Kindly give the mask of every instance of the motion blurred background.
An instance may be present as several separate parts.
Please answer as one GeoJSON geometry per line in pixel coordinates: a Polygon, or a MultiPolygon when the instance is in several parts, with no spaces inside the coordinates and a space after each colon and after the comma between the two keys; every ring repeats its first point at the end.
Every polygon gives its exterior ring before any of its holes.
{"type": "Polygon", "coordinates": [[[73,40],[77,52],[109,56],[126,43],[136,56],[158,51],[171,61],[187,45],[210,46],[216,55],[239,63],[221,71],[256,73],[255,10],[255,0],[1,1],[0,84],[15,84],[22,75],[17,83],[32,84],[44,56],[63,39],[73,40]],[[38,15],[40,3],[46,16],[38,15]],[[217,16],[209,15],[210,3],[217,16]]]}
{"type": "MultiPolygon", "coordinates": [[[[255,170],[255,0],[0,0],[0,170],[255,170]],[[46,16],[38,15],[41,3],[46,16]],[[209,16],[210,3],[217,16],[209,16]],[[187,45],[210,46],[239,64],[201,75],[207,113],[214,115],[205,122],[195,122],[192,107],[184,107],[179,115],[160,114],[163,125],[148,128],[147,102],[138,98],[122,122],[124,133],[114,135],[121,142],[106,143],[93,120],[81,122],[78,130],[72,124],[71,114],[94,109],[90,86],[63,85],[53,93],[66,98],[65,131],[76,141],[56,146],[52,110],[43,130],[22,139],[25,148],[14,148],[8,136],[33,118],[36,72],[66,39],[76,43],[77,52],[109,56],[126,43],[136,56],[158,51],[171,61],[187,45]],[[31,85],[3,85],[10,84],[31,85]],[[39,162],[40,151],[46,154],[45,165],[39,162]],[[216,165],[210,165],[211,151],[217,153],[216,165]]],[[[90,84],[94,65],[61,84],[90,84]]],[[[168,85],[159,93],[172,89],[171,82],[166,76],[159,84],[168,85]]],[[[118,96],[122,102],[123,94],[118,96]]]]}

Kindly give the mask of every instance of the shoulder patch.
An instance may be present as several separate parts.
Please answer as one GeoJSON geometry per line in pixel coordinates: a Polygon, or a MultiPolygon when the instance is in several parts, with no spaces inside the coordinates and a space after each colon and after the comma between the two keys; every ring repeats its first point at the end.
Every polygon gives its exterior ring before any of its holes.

····················

Exercise instructions
Edit the entries from the line with "Kindly give the mask of every instance of the shoulder" through the end of the entries, replacing "pixel coordinates" with "image coordinates" and leaving everything else unchanged.

Solution to this problem
Kindly give the mask of every instance of the shoulder patch.
An instance may be present as several separate parts.
Please answer as one GeoJSON geometry per line in image coordinates: a Polygon, or a MultiPolygon when the instance is in several parts, with no spaces inside the coordinates and a space after each colon and after the comma between the two keys; every ring repeats its first point at the end.
Every polygon gives its exterior ring before any of its holes.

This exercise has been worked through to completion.